Your goal:
Exactly reproduce each record listed below.

Data shown:
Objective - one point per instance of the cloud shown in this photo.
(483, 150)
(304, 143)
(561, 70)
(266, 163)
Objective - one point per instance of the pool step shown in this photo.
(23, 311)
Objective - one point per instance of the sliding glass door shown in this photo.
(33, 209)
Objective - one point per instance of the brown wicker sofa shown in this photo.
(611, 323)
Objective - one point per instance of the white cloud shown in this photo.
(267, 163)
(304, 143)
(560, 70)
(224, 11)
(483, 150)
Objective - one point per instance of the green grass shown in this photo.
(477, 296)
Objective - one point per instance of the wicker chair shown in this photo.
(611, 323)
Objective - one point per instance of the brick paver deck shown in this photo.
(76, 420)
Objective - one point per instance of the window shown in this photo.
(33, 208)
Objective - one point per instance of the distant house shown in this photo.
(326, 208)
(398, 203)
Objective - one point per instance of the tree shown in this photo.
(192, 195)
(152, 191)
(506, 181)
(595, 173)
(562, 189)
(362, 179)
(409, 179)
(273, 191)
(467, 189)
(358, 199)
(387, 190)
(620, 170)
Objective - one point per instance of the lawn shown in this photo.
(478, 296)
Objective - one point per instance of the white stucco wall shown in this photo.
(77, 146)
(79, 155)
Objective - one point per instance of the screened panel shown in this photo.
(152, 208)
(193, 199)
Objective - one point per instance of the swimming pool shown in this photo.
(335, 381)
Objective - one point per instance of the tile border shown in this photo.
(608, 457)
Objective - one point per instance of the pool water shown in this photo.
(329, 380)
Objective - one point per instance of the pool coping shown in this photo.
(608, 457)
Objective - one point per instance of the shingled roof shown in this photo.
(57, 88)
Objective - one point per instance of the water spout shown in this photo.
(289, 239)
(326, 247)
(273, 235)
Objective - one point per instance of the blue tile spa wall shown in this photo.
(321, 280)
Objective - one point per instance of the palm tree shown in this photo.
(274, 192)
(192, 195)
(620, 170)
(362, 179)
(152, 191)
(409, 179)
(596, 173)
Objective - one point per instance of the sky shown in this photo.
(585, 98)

Result for this task:
Objective - one point per instance of the cloud shown in this photo.
(483, 150)
(304, 143)
(561, 70)
(266, 163)
Objective - one point per instance of the pool step shown in this photo.
(23, 311)
Objective - one point per instance of the sliding glass door shown in this photo.
(33, 209)
Objective - one point per instance of the brown wicker sofa shown in this photo.
(611, 323)
Objective - one point per instance of the white cloud shown in this photo.
(267, 163)
(304, 143)
(560, 70)
(224, 11)
(483, 150)
Objective - one point per instance of the green grass shown in this photo.
(477, 296)
Objective - one point per instance of the wicker chair shown in this photo.
(611, 323)
Objective - one point per instance of the brick paver deck shown in this photo.
(76, 420)
Objective - one point per instance of the window shown in this photo.
(33, 208)
Objective - one point per instance of the distant house shown in this photo.
(326, 208)
(398, 203)
Objective - one point per instance of the tree shown in this photo.
(192, 195)
(152, 191)
(506, 181)
(595, 173)
(562, 189)
(362, 179)
(409, 179)
(273, 191)
(467, 189)
(358, 199)
(387, 190)
(620, 170)
Objective - one point per instance of the lawn shown in this photo.
(478, 296)
Objective - one point per instance of the white stucco wall shown in this photo.
(77, 146)
(79, 155)
Objective - one point per instance of the screened panel shown in this photo.
(152, 208)
(193, 199)
Objective - one point per instance of the swimming pool shown in this photo.
(335, 381)
Objective - one point per instance of the tile border shown in this photo.
(608, 457)
Objective - one point per instance of the pool water shown in this photo.
(329, 380)
Objective - one point per instance of the pool coping shown in this photo.
(608, 457)
Objective - one point per instance of the shingled roof shown in this photo.
(57, 88)
Objective - one point per instance of the water spout shown in this photo.
(289, 239)
(326, 247)
(273, 235)
Objective - one point per instance of the blue tile spa wall shown in this photo.
(321, 280)
Objective - one point per instance of the palm tree shown in this photo.
(274, 192)
(192, 195)
(620, 170)
(362, 179)
(152, 191)
(409, 179)
(596, 173)
Objective - one point per instance of the sky shown in this photo.
(585, 98)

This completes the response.